## Инструкция к заданию:
Перепишите все позиции ниже слово в слово, ничего не меняя.

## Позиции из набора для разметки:
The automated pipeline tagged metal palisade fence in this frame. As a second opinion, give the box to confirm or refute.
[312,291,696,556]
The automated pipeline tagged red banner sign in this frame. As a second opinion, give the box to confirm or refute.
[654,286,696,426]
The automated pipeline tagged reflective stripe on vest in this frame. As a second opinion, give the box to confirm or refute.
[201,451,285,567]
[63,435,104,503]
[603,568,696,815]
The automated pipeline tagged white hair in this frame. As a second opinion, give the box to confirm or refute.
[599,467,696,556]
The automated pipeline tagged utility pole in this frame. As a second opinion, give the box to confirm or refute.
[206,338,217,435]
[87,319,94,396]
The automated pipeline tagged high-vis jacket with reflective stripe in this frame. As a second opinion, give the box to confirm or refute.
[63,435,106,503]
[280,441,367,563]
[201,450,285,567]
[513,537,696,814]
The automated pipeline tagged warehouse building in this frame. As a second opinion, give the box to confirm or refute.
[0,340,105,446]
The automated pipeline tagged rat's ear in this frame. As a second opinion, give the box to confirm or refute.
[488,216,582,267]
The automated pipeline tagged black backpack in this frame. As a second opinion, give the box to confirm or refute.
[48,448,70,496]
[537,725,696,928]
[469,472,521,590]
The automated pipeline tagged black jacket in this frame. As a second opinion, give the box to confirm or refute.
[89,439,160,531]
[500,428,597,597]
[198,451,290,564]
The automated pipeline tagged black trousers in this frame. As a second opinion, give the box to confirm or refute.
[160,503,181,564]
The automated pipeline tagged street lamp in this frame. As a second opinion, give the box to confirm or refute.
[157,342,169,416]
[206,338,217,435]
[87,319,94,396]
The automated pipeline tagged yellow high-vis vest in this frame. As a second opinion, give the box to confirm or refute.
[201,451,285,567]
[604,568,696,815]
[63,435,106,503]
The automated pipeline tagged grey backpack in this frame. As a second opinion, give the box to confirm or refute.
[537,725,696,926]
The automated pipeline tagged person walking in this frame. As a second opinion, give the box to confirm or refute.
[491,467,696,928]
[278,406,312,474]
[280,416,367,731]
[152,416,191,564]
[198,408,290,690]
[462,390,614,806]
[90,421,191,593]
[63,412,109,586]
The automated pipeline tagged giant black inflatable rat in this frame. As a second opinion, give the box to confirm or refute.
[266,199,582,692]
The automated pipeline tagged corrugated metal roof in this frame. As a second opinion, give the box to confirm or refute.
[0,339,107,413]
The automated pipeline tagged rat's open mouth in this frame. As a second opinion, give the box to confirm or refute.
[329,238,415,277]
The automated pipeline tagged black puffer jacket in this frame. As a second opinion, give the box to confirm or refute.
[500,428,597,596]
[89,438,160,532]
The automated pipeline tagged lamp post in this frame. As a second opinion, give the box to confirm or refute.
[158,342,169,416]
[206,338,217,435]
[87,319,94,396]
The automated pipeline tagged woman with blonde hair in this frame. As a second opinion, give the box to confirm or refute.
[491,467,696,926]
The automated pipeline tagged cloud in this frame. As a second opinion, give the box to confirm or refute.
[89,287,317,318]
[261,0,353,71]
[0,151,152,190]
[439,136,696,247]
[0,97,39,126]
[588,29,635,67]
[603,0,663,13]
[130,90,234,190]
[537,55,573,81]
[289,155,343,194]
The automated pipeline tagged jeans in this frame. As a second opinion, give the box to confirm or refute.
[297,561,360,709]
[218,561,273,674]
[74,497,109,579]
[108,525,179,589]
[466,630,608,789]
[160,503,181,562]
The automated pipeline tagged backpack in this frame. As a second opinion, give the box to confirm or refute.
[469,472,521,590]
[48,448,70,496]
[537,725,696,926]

## Ответ к упражнению:
The automated pipeline tagged metal palisade fence in this frame. As a second opinion, give the box to confirm or refute.
[312,291,696,556]
The automated pipeline tagged red banner sign in this frame. As a second opinion, give the box to confirm or refute.
[654,286,696,426]
The automated pipeline tagged reflective stripe on vest in this frame. As a second opinion, give the box to confirm or refute.
[201,451,285,567]
[63,435,104,503]
[603,568,696,815]
The automated pipeline tagged white hair in this frame. As a second opinion, give the box to confirm or refute.
[599,467,696,556]
The automated pipeline tagged utility pole in this frame. As a second opinion, give the box to confirm or refute.
[206,338,217,435]
[87,319,94,396]
The automated pipeline tagged high-vis jacket with reflective stripe in this frame. As a second opinion, give the box to confirm or refute.
[63,435,106,503]
[280,441,367,563]
[201,450,285,567]
[513,537,696,814]
The automated pipeline tagged warehouse building in this frame. As a second opinion, give the box to confirm or refute.
[0,340,105,446]
The automated pipeline tagged rat's ear in this frame. As a second opinion, give the box to confirm or refute.
[488,216,582,267]
The automated pipeline tagged black backpack in this frame. As a second opinion, give the box to confirm or refute.
[48,448,70,496]
[537,725,696,928]
[469,472,521,590]
The automated pipeline tagged black jacket in this frame. As a second opinion, give the box to confirm or refute.
[89,439,160,531]
[500,428,597,597]
[198,451,290,564]
The automated pipeline tagged black trousers in this frame. As a second opinion, give the box to confirm or refute.
[160,503,181,564]
The automated pipeline tagged street lamp in this frame. As a second opinion, give the box to confirm or refute.
[157,342,169,416]
[206,338,217,435]
[87,319,94,396]
The automated pipeline tagged yellow high-vis vest in this frame. As a second opinion, give the box to confirm or refute.
[201,451,285,567]
[604,568,696,815]
[63,435,106,503]
The automated pipeline tagged grey backpack in this frame. As a second opinion, give the box to confirm or refute.
[537,725,696,926]
The automated pipeline tagged person walking in this frame. As a second opinion, give the box to confirm or refute.
[491,467,696,928]
[278,406,312,474]
[280,416,367,731]
[152,416,191,564]
[198,408,290,690]
[462,390,614,806]
[90,421,191,593]
[63,412,109,586]
The automated pipeline tagged giant black inflatable rat in this frame. As a second opinion, give the box to confirm or refute.
[266,199,582,692]
The automated pipeline tagged corrugated metal roof in this frame. As a second opinion, give the box to confirm or refute.
[0,339,107,413]
The automated pipeline tagged rat's open mouth in this frame. As a second opinion, give the box to confirm or refute.
[329,238,415,277]
The automated pipeline tagged black puffer jacket in this frame. As a second opinion, give the box to confirm or refute.
[500,428,597,596]
[89,438,160,532]
The automated pipeline tagged lamp post in this frame. As a second opinion, give the box to confirm or refute.
[158,342,169,416]
[206,338,217,435]
[87,319,94,396]
The automated pipeline tagged woman with blonde hair in this frame. As a second opinion, give the box to confirm or refute.
[491,467,696,926]
The automated pipeline tagged cloud in this frame. As a second opinion, give the box to confirm or refute.
[89,287,317,318]
[261,0,353,71]
[0,151,152,190]
[439,136,696,247]
[0,97,39,126]
[588,29,635,67]
[603,0,663,13]
[130,90,234,190]
[537,55,573,81]
[289,155,343,194]
The automated pipeline tagged jeans in this frame. As a second opinion, give the box to confirm or refute.
[297,561,360,709]
[218,561,273,674]
[74,497,109,579]
[108,525,179,589]
[466,630,608,789]
[160,503,181,562]
The automated pipeline tagged backpack in this frame. As a second opinion, give the box to confirm or refute.
[469,472,521,590]
[48,448,70,496]
[537,725,696,926]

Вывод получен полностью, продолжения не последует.